● **阅读短文**:
Ch17 VGGNet

VGG网络结构规整，非常适合硬件加速

越到后面，卷积核越多，因为越到后面，特征图越小，通过增加卷积核的深度，增加信息的承载的能力

import tensorflow as tf
import os
import numpy as np
from matplotlib import pyplot as plt
from tensorflow.keras.layers import Conv2D, BatchNormalization, Activation, MaxPool2D, Dropout, Flatten, Dense
from tensorflow.keras import Model

np.set_printoptions(threshold=np.inf)

cifar10 = tf.keras.datasets.cifar10
(x_train, y_train), (x_test, y_test) = cifar10.load_data()
x_train, x_test = x_train / 255.0, x_test / 255.0


class VGG16(Model):
    def __init__(self):
        super(VGG16, self).__init__()
        self.c1 = Conv2D(filters=64, kernel_size=(3, 3), padding='same')  # 卷积层1
        self.b1 = BatchNormalization()  # BN层1
        self.a1 = Activation('relu')  # 激活层1
        self.c2 = Conv2D(filters=64, kernel_size=(3, 3), padding='same', )
        self.b2 = BatchNormalization()  # BN层1
        self.a2 = Activation('relu')  # 激活层1
        self.p1 = MaxPool2D(pool_size=(2, 2), strides=2, padding='same')
        self.d1 = Dropout(0.2)  # dropout层

        self.c3 = Conv2D(filters=128, kernel_size=(3, 3), padding='same')
        self.b3 = BatchNormalization()  # BN层1
        self.a3 = Activation('relu')  # 激活层1
        self.c4 = Conv2D(filters=128, kernel_size=(3, 3), padding='same')
        self.b4 = BatchNormalization()  # BN层1
        self.a4 = Activation('relu')  # 激活层1
        self.p2 = MaxPool2D(pool_size=(2, 2), strides=2, padding='same')
        self.d2 = Dropout(0.2)  # dropout层

        self.c5 = Conv2D(filters=256, kernel_size=(3, 3), padding='same')
        self.b5 = BatchNormalization()  # BN层1
        self.a5 = Activation('relu')  # 激活层1
        self.c6 = Conv2D(filters=256, kernel_size=(3, 3), padding='same')
        self.b6 = BatchNormalization()  # BN层1
        self.a6 = Activation('relu')  # 激活层1
        self.c7 = Conv2D(filters=256, kernel_size=(3, 3), padding='same')
        self.b7 = BatchNormalization()
        self.a7 = Activation('relu')
        self.p3 = MaxPool2D(pool_size=(2, 2), strides=2, padding='same')
        self.d3 = Dropout(0.2)

        self.c8 = Conv2D(filters=512, kernel_size=(3, 3), padding='same')
        self.b8 = BatchNormalization()  # BN层1
        self.a8 = Activation('relu')  # 激活层1
        self.c9 = Conv2D(filters=512, kernel_size=(3, 3), padding='same')
        self.b9 = BatchNormalization()  # BN层1
        self.a9 = Activation('relu')  # 激活层1
        self.c10 = Conv2D(filters=512, kernel_size=(3, 3), padding='same')
        self.b10 = BatchNormalization()
        self.a10 = Activation('relu')
        self.p4 = MaxPool2D(pool_size=(2, 2), strides=2, padding='same')
        self.d4 = Dropout(0.2)

        self.c11 = Conv2D(filters=512, kernel_size=(3, 3), padding='same')

● **所给材料**:
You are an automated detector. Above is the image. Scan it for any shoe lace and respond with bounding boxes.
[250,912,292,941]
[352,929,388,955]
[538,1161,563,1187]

● **任务说明**:
(1) 请将短文中从“self.d3 = Dropout(0.2)”起，一直到“self.p4 = MaxPool2D(pool_size=(2, 2), strides=2, padding='same')”为止的全部内容原样抄录下来。
(2) 把短文中的“VGG网络结构规整，非常适合硬件加速”一句译成英文。
(3) 根据短文回答：
(a) 代码加载的是哪个数据集？
(b) self.c5 这一卷积层的 filters 设为多少？
(c) 各 MaxPool2D 层的 pool_size 是多少？
所给材料与短文内容没有关联。

● **参考答案**:
(1)
self.d3 = Dropout(0.2)

        self.c8 = Conv2D(filters=512, kernel_size=(3, 3), padding='same')
        self.b8 = BatchNormalization()  # BN层1
        self.a8 = Activation('relu')  # 激活层1
        self.c9 = Conv2D(filters=512, kernel_size=(3, 3), padding='same')
        self.b9 = BatchNormalization()  # BN层1
        self.a9 = Activation('relu')  # 激活层1
        self.c10 = Conv2D(filters=512, kernel_size=(3, 3), padding='same')
        self.b10 = BatchNormalization()
        self.a10 = Activation('relu')
        self.p4 = MaxPool2D(pool_size=(2, 2), strides=2, padding='same')

(2) The VGG network has a regular structure and is well suited to hardware acceleration.

(3)
(a) cifar10
(b) 256
(c) (2, 2)